# REQUEST
Gather each line in the listing below that contains the string "woman", and copy those lines unchanged.

# GIVEN DATA
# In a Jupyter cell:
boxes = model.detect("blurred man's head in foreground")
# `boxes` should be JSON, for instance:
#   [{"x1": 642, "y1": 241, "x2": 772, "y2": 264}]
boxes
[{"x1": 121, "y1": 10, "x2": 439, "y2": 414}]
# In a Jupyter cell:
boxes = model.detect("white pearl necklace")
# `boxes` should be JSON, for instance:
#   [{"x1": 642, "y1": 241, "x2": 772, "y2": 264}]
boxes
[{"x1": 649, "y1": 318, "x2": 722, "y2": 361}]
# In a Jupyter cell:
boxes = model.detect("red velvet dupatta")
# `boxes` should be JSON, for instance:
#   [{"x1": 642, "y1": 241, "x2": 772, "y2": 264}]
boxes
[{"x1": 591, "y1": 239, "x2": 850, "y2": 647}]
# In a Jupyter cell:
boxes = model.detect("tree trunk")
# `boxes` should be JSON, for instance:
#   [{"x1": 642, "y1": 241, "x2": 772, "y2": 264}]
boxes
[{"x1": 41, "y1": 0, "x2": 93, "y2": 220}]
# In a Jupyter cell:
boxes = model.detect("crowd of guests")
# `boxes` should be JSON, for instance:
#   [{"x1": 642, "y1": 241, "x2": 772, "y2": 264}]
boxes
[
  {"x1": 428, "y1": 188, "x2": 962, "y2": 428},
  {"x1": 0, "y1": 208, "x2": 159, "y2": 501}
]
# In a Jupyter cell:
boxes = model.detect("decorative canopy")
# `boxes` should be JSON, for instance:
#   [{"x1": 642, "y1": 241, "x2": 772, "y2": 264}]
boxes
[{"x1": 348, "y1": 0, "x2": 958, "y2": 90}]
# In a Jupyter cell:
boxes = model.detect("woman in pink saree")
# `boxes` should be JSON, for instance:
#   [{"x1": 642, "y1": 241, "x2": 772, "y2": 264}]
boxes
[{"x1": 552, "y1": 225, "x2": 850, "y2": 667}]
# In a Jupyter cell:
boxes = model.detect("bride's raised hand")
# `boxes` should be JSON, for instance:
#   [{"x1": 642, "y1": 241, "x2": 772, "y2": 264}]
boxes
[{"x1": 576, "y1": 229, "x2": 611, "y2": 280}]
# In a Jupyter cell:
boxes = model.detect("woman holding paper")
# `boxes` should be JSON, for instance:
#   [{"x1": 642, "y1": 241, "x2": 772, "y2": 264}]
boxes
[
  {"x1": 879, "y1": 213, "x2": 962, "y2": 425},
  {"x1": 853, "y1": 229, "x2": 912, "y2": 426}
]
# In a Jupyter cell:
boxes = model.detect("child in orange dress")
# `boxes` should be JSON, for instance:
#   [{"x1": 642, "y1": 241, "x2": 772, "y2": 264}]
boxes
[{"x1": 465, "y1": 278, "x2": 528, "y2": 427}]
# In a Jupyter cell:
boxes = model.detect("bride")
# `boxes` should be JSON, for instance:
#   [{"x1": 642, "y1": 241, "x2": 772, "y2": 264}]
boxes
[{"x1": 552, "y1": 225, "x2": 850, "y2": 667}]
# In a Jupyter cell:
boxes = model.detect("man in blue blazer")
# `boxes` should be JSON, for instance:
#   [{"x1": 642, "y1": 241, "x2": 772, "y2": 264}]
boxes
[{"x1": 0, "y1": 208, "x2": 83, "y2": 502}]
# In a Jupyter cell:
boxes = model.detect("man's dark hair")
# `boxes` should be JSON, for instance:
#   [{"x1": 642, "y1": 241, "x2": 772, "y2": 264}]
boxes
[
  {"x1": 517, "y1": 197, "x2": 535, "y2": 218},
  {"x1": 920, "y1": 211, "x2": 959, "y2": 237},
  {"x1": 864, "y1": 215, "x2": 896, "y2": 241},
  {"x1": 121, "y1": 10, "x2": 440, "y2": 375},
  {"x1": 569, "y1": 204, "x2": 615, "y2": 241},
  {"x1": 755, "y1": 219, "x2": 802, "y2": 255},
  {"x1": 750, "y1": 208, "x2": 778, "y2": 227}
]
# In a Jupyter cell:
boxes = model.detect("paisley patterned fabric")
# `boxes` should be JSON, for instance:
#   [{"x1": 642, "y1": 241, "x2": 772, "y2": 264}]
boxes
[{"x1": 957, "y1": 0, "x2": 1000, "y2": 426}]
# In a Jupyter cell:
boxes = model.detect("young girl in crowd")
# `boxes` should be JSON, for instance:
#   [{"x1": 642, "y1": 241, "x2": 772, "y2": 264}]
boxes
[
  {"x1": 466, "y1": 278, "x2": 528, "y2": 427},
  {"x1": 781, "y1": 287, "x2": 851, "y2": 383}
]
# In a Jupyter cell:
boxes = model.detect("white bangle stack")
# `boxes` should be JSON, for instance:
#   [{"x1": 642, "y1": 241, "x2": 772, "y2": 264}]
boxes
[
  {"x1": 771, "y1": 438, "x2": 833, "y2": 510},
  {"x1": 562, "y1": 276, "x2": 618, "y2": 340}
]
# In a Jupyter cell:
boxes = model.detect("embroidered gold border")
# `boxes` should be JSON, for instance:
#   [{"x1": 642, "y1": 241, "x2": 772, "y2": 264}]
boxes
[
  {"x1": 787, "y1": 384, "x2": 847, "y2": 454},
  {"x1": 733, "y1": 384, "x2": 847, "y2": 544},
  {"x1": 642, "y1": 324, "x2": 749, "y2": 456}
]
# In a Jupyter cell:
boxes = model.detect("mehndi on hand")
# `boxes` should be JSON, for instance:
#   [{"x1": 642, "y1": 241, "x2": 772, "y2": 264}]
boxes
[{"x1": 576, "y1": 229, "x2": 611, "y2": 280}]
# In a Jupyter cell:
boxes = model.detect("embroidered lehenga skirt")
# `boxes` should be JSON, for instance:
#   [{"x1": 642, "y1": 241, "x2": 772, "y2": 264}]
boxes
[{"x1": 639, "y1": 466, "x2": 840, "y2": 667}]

# COMPLETE OUTPUT
boxes = model.detect("woman in pink saree")
boxes = model.detect("woman holding paper")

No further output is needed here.